▸ **PROBLEM DESCRIPTION**
Please write out exactly the lines that begin at the line containing "Target: tree" and run to the end of the records.

══════

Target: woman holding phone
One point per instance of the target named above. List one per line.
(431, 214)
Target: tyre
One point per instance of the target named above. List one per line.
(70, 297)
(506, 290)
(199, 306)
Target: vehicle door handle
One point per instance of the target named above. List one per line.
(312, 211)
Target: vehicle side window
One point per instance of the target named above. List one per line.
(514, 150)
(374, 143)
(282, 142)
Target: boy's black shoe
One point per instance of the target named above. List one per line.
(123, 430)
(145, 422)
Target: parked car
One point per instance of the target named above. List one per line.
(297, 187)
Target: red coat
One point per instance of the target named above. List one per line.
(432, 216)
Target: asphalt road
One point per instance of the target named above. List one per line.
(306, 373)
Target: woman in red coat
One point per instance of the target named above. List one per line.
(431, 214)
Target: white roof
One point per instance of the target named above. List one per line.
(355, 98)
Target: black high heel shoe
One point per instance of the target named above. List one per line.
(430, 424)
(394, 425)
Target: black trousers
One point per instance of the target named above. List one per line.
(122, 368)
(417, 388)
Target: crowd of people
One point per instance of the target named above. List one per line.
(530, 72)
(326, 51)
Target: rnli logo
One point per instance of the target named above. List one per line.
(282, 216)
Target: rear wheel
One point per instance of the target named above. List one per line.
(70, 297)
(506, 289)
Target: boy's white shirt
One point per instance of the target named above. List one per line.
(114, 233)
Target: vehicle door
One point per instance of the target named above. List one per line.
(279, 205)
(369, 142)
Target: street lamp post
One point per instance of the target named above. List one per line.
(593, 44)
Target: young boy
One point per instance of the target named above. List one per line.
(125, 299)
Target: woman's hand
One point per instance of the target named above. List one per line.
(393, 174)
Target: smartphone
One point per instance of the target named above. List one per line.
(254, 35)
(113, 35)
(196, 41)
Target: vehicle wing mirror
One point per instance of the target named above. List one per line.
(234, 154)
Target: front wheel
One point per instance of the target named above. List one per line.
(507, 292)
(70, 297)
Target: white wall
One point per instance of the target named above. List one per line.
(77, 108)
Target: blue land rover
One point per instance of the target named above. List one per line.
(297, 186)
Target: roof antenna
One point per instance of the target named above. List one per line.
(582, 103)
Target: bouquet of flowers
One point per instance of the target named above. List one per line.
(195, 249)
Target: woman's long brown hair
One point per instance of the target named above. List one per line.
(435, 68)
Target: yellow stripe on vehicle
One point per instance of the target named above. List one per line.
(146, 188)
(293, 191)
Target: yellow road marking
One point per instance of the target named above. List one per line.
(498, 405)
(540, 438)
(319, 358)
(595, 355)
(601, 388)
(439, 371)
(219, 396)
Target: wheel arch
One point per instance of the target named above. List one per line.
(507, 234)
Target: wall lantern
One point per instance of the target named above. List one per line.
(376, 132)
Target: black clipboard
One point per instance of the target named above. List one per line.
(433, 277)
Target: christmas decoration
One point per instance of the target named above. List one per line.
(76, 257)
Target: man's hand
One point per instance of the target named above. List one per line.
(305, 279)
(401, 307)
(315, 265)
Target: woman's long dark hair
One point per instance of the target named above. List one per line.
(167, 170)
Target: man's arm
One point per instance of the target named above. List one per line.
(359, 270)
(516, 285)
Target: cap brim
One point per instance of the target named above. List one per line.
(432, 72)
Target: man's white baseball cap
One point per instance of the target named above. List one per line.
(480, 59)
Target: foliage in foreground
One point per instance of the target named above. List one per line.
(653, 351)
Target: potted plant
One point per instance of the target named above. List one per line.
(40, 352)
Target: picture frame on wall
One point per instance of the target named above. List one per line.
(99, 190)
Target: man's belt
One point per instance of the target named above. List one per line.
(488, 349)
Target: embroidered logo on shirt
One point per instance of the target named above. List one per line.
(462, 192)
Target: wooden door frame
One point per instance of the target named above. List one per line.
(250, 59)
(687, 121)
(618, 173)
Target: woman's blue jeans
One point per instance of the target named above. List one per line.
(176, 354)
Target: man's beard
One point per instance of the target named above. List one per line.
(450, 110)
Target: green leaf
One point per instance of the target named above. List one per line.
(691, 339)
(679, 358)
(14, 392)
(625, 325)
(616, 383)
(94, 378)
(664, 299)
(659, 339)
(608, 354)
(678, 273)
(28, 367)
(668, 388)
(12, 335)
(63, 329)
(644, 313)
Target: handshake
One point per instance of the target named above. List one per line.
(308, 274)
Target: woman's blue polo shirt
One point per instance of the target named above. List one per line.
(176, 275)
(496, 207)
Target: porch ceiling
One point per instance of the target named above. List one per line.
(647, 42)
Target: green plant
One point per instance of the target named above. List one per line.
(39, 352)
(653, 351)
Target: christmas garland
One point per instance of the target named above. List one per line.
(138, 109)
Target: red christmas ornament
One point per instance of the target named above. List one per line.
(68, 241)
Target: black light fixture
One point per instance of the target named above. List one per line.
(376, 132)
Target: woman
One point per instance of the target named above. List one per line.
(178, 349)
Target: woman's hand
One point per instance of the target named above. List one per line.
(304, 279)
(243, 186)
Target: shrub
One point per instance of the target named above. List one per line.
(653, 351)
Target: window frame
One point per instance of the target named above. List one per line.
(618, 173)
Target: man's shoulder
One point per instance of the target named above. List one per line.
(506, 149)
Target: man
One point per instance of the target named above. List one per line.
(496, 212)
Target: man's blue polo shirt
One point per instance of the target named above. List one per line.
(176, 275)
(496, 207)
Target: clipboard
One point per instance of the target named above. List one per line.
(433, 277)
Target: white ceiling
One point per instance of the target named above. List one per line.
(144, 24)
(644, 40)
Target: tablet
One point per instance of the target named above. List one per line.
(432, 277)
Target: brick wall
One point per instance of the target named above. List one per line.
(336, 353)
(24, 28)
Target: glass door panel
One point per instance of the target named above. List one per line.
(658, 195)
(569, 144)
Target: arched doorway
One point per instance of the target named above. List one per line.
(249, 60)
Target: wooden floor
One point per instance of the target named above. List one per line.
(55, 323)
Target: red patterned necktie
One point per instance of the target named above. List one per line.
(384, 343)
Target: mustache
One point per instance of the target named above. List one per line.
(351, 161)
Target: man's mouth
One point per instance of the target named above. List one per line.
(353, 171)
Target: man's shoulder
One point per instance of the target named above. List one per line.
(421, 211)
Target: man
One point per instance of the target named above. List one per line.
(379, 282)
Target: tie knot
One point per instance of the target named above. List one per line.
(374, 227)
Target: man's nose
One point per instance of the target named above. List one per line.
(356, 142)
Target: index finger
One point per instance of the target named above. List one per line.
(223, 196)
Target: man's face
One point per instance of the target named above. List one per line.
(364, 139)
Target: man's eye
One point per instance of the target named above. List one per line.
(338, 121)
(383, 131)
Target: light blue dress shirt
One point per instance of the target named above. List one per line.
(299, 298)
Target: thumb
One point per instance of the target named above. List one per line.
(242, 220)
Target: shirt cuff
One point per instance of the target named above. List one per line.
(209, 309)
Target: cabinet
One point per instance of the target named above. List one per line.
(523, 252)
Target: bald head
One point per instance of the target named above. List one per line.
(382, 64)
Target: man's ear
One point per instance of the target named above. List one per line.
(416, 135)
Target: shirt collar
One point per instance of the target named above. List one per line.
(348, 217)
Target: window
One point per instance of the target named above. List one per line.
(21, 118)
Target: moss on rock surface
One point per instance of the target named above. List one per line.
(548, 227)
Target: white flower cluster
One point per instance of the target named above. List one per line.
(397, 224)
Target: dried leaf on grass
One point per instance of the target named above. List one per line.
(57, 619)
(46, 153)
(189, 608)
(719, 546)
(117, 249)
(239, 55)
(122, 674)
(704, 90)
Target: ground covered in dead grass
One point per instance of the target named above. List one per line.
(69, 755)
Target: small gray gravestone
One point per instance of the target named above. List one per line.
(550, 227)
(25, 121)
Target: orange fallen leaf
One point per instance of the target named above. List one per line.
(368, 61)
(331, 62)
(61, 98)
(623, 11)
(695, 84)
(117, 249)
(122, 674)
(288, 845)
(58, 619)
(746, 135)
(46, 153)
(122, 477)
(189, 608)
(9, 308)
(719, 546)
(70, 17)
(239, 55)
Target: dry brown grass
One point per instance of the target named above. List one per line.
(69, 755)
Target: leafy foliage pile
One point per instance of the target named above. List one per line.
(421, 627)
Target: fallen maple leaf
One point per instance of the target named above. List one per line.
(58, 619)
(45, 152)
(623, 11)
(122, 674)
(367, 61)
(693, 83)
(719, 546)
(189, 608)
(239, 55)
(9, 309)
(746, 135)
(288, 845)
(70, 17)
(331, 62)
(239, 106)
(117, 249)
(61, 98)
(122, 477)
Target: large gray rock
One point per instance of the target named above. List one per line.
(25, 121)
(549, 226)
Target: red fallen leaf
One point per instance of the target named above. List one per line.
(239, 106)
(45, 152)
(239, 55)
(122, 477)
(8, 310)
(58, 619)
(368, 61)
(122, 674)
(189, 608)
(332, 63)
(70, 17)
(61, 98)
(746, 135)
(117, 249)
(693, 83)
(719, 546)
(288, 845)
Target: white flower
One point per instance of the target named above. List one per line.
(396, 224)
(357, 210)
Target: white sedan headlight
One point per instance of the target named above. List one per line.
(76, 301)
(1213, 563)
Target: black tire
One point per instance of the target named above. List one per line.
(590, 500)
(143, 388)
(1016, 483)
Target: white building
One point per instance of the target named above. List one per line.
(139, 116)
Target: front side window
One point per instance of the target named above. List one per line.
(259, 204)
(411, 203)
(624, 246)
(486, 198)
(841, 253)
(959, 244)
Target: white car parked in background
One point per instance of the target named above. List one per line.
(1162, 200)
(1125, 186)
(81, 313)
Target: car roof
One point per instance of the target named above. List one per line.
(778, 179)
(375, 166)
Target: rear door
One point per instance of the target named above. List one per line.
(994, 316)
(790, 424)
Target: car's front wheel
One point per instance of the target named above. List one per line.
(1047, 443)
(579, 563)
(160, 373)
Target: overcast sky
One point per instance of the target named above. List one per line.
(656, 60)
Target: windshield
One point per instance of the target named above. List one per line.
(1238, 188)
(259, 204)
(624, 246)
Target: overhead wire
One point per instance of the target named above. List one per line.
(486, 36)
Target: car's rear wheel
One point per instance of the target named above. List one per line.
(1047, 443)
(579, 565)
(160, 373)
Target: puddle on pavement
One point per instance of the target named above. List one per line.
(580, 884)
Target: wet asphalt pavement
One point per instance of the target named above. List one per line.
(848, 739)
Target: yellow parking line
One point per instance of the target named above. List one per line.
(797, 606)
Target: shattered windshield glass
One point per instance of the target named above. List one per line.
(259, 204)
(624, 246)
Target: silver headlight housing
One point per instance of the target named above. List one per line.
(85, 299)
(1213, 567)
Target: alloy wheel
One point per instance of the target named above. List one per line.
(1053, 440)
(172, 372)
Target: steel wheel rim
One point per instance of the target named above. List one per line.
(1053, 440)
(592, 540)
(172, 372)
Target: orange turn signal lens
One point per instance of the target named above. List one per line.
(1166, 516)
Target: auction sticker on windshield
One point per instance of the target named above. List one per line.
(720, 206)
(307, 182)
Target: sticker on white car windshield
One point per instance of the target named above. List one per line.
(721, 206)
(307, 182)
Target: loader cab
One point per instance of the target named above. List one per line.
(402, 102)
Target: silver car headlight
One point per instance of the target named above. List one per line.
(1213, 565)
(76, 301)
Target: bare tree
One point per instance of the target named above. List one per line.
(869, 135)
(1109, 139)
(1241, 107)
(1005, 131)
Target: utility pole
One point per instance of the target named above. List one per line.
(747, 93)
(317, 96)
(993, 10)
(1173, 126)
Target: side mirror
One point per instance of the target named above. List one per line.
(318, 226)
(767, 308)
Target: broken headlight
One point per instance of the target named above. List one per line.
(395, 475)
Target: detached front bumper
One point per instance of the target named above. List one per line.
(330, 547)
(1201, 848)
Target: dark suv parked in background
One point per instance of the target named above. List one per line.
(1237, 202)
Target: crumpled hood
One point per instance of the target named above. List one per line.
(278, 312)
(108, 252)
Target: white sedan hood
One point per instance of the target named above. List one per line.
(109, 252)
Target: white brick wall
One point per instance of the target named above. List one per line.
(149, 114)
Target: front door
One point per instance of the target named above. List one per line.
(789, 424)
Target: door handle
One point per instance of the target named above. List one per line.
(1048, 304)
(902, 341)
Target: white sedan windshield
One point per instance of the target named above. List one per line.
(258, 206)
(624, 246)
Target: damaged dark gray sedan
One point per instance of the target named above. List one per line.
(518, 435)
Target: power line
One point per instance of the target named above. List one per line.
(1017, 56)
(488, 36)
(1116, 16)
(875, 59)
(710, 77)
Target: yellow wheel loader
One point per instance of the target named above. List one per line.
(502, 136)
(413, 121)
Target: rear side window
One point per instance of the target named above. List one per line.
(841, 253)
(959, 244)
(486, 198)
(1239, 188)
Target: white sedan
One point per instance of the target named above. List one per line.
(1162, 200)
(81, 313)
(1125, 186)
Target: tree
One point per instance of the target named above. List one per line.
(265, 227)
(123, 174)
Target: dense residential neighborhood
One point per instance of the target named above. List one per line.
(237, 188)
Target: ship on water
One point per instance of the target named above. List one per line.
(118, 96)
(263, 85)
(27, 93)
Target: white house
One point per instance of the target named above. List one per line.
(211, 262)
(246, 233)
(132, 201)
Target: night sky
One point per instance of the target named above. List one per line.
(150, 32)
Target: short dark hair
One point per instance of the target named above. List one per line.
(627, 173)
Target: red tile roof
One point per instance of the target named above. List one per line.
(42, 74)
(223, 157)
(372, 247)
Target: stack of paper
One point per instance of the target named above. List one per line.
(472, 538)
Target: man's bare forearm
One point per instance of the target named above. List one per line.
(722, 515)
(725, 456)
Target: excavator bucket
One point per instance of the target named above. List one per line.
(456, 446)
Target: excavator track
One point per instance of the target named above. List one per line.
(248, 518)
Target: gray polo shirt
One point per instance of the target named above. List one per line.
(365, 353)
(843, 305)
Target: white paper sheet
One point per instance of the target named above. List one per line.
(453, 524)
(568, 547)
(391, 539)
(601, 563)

══════

▸ **SOLUTION TO THIS EXERCISE**
Target: tree
One point per instance of the target named above. List one per line.
(265, 227)
(123, 174)
Target: dense residential neighborhood
One point per instance of the target named above. List one per line.
(237, 188)
Target: ship on water
One point per instance of the target named above. List one per line.
(118, 96)
(263, 85)
(27, 93)
Target: white house
One point per instance of the target named above. List one per line.
(211, 262)
(246, 233)
(132, 201)
Target: night sky
One point per instance of the target named above. List one per line.
(150, 32)
Target: short dark hair
One point per instance of the target named above. List one per line.
(627, 173)
Target: red tile roof
One point per instance of the target named above. List one per line.
(42, 74)
(223, 157)
(372, 247)
Target: stack of paper
One point per instance of the target named above. List one per line.
(472, 538)
Target: man's bare forearm
One point per instance of the target named above. List one per line.
(722, 515)
(725, 456)
Target: excavator bucket
One point per instance of the target named above. List one per line.
(456, 446)
Target: excavator track
One point per instance of the target named above. List one per line.
(248, 518)
Target: gray polo shirt
One point per instance of the target named above. List one per line.
(365, 353)
(843, 305)
Target: white paper sheet
One point per instance of the target named above. List one per line.
(453, 524)
(568, 547)
(391, 539)
(601, 563)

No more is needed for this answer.